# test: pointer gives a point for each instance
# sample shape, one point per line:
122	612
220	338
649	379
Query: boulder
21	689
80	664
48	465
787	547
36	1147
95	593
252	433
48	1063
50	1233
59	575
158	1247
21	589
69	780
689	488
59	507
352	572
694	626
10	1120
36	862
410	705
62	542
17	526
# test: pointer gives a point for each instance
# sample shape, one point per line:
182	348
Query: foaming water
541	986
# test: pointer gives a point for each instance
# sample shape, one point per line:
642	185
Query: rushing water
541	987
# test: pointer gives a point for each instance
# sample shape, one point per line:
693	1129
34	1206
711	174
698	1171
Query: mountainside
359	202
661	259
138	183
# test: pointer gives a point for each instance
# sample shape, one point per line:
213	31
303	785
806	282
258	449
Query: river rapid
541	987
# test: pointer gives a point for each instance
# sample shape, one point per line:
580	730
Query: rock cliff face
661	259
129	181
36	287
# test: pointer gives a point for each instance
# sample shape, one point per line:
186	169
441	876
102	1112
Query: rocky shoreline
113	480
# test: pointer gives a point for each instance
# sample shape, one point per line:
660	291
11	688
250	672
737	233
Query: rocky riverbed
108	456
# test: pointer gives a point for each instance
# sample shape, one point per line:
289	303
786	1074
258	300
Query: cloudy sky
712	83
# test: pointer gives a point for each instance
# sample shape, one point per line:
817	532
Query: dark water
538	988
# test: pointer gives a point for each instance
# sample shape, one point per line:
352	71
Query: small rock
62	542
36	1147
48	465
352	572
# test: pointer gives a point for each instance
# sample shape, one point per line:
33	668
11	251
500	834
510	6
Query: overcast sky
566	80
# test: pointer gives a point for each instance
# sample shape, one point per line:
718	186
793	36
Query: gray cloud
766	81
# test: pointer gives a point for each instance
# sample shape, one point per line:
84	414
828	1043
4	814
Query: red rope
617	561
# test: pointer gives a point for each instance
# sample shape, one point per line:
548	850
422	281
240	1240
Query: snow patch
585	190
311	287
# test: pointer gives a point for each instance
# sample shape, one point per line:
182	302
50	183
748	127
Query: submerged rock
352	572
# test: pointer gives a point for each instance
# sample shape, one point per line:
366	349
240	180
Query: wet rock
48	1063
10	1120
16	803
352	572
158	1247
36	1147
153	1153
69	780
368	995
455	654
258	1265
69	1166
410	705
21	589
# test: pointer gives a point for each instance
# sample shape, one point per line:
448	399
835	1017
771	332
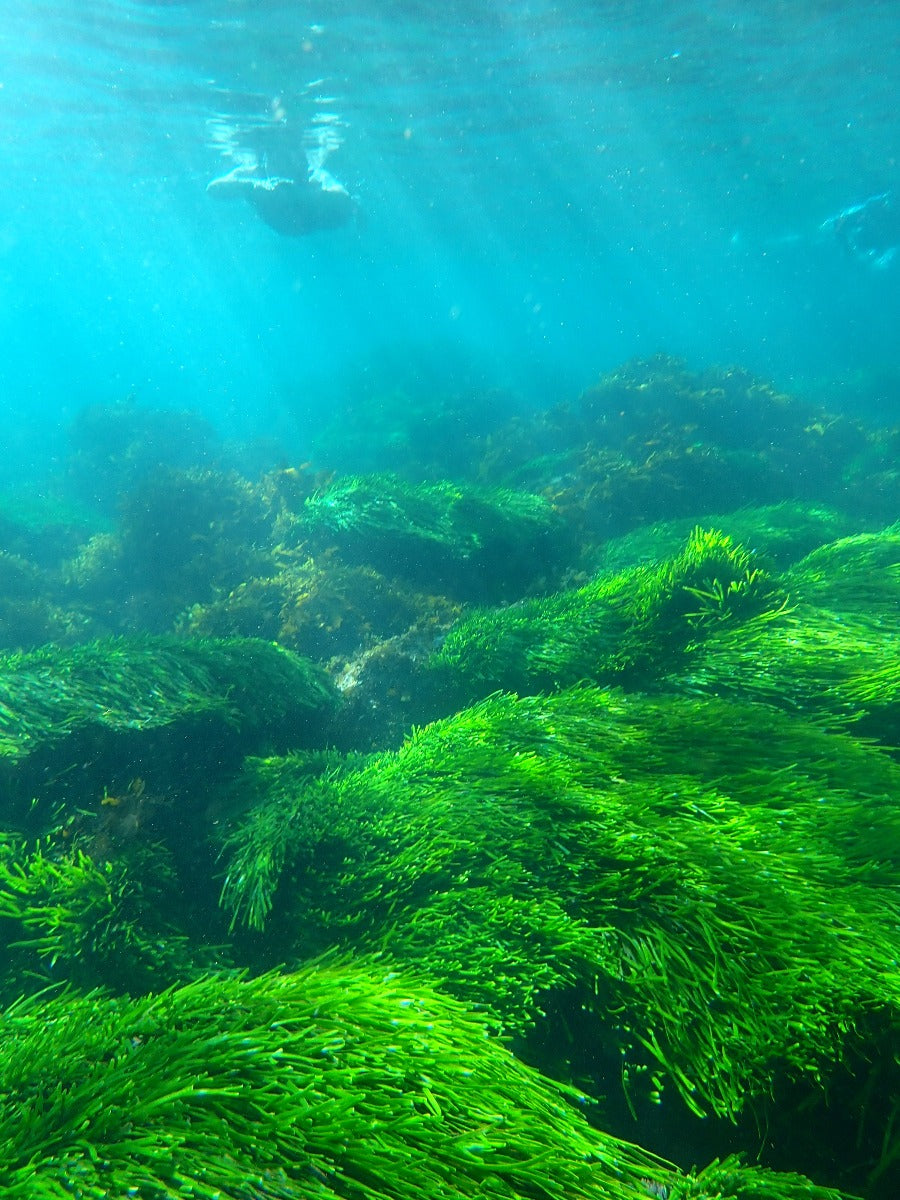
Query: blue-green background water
545	191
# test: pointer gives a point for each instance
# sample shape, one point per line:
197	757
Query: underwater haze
540	192
450	600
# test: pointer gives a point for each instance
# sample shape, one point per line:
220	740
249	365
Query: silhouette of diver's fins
869	232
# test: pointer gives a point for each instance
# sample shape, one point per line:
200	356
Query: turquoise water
544	191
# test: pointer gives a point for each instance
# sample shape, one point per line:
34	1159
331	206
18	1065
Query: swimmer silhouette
291	207
869	232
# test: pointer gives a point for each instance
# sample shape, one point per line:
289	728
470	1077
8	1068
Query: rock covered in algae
467	539
690	894
635	623
147	706
341	1080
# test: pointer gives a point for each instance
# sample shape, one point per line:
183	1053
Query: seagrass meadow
523	827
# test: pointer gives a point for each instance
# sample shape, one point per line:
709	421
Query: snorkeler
868	232
291	207
281	171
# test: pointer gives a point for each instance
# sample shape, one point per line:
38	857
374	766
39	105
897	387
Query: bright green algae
821	639
713	882
634	624
339	1080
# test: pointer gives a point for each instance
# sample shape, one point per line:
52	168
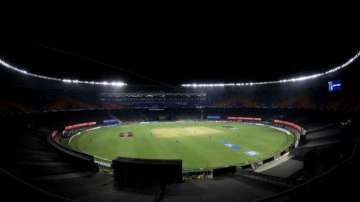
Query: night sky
172	52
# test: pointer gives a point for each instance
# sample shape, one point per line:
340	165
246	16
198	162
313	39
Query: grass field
200	145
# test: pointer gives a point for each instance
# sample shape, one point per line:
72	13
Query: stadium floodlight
292	80
68	81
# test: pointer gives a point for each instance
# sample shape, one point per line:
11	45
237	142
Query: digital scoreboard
334	85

• [Stated goal] Return every line in the rows above that contains the word "algae", copying each one in full.

• [Correct answer]
Query: rock covered in algae
Query: bright green algae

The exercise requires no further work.